Print the lines below exactly, beginning with the one that contains "One point for each instance of the woman in brown" and stopping after the last line.
Start of Block
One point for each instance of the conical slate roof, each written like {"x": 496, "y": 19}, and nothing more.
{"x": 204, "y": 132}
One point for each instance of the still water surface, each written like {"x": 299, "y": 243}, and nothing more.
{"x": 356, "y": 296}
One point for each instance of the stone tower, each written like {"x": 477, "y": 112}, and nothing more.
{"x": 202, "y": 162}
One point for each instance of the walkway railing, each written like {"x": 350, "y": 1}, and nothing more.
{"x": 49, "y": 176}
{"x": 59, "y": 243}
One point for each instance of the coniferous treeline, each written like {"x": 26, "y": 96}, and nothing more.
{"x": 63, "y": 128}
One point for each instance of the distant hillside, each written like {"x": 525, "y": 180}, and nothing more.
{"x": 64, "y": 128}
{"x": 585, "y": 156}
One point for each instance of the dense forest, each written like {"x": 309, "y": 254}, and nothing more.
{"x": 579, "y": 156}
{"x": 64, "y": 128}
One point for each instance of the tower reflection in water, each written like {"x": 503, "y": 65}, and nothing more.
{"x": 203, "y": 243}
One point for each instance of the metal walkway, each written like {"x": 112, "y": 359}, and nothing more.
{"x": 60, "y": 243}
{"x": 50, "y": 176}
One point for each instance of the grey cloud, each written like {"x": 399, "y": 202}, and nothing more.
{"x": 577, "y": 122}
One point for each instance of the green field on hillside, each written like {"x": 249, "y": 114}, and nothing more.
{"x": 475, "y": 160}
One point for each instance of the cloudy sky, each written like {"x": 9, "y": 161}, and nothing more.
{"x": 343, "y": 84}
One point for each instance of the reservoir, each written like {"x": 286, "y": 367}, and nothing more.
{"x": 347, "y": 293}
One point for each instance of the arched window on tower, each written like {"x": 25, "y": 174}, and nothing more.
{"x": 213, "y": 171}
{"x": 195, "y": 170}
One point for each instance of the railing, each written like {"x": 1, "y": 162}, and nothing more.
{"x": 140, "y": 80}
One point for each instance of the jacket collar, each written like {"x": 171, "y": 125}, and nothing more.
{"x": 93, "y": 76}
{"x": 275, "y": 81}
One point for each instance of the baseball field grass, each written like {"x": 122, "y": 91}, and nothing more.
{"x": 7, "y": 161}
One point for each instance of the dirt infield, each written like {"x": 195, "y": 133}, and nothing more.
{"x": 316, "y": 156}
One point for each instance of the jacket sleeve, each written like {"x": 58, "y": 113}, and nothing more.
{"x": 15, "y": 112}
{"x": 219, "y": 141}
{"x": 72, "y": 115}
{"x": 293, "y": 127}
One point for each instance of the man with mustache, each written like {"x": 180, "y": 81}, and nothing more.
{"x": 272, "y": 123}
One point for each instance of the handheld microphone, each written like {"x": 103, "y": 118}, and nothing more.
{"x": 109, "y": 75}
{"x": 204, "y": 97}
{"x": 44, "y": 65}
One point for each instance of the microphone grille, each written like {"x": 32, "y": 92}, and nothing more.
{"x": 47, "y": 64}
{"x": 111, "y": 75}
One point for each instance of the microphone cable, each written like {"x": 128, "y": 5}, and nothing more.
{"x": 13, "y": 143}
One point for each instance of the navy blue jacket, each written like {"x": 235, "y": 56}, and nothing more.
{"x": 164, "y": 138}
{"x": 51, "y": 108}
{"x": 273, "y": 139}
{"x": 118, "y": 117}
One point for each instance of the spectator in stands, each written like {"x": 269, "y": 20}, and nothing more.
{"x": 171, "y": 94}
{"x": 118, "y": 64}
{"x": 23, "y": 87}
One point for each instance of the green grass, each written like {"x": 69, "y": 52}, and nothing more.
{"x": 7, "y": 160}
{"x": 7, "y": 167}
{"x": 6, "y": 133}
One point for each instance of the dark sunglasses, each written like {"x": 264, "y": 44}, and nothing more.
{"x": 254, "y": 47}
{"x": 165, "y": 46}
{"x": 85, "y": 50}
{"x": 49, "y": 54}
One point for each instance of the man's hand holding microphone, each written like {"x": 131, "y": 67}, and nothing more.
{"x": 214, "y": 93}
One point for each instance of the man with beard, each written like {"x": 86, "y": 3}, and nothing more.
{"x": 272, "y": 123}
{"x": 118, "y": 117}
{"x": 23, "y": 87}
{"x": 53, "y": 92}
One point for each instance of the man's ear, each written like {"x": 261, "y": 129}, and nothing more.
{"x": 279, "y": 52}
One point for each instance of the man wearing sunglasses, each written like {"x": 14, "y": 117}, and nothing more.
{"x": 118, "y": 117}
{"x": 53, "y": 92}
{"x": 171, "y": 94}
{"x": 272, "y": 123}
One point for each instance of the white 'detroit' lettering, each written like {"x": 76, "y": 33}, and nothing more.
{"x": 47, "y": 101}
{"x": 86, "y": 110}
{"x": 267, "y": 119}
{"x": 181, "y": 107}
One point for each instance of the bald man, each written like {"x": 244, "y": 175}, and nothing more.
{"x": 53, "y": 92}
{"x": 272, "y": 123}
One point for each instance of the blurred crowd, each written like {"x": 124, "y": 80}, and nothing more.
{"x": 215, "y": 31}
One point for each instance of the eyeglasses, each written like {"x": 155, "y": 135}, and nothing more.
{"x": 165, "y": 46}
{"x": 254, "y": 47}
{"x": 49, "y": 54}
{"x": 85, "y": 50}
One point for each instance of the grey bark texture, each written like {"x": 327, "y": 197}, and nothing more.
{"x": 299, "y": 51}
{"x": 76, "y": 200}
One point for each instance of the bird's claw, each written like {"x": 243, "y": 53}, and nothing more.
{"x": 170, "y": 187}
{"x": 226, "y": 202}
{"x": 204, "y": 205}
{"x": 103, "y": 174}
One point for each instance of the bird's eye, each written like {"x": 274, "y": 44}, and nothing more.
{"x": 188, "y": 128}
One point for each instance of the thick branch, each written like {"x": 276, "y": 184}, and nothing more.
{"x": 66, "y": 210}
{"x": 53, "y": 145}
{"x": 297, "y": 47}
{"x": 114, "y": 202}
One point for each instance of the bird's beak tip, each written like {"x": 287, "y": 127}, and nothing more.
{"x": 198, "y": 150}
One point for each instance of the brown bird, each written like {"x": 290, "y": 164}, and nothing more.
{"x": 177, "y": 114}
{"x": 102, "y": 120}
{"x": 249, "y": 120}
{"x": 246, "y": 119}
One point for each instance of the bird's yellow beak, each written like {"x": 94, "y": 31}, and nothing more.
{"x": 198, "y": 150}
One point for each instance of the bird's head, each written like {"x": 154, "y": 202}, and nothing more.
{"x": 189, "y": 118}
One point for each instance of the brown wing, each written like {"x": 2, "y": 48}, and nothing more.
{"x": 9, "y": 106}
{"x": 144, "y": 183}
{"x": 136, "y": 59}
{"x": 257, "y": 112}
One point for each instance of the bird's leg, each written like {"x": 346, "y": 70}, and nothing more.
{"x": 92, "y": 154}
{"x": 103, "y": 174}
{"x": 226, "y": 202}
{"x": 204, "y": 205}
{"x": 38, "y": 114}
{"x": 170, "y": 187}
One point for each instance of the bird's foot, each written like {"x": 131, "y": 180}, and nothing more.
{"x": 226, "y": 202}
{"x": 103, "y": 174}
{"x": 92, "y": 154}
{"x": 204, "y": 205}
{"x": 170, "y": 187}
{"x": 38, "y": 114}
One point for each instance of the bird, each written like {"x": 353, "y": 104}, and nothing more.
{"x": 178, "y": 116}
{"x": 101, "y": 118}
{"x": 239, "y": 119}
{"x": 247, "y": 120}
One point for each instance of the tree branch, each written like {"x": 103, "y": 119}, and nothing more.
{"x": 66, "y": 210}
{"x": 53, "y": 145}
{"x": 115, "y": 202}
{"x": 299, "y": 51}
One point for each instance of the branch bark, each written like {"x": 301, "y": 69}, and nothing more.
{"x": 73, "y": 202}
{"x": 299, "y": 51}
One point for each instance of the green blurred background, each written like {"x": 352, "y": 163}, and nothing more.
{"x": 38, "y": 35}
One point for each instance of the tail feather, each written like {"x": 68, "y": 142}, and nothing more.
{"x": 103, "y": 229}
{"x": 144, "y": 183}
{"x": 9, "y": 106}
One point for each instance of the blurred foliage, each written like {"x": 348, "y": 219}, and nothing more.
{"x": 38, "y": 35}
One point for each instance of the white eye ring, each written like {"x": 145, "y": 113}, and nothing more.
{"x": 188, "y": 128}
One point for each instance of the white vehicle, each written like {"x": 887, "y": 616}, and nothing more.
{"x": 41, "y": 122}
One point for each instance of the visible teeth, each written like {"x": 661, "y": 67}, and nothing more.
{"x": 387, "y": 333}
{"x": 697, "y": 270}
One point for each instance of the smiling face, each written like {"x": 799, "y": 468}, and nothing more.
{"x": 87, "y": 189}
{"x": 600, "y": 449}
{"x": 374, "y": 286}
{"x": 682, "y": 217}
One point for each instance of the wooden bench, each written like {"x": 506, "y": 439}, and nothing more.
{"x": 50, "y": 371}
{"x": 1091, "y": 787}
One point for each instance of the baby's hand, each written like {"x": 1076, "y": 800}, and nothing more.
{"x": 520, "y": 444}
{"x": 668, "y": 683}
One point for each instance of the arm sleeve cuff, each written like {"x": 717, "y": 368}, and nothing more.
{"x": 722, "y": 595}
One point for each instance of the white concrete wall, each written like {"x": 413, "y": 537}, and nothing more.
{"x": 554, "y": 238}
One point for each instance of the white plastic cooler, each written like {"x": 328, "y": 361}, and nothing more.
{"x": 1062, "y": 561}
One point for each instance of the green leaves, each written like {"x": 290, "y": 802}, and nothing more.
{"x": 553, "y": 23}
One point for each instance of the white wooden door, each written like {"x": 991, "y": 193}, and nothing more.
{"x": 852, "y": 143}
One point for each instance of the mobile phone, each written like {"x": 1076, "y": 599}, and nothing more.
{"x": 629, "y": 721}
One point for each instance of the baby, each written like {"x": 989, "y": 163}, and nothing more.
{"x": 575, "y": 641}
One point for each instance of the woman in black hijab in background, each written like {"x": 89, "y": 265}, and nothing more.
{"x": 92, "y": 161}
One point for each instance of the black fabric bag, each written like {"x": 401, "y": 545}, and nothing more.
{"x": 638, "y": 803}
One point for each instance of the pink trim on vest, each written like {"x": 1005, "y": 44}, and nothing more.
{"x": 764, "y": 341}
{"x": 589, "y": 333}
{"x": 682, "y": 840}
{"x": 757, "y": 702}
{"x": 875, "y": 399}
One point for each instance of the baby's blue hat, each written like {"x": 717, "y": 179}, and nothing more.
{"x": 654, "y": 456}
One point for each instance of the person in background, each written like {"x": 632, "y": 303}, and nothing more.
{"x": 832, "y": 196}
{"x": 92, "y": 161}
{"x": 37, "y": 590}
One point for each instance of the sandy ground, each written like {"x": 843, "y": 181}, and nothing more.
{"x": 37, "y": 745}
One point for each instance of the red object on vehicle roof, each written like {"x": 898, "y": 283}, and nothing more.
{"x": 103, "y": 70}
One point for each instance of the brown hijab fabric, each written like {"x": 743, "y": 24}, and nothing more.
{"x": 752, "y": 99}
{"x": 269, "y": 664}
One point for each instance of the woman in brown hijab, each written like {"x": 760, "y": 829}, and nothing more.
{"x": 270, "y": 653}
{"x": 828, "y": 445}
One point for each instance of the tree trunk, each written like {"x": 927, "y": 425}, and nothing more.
End of Block
■ **RESULT FOR THIS TASK**:
One point for each instance of the woman in brown hijab, each written like {"x": 760, "y": 829}, and nothing more.
{"x": 270, "y": 653}
{"x": 828, "y": 445}
One point for each instance of the tree trunk, each written like {"x": 927, "y": 425}, and nothing more.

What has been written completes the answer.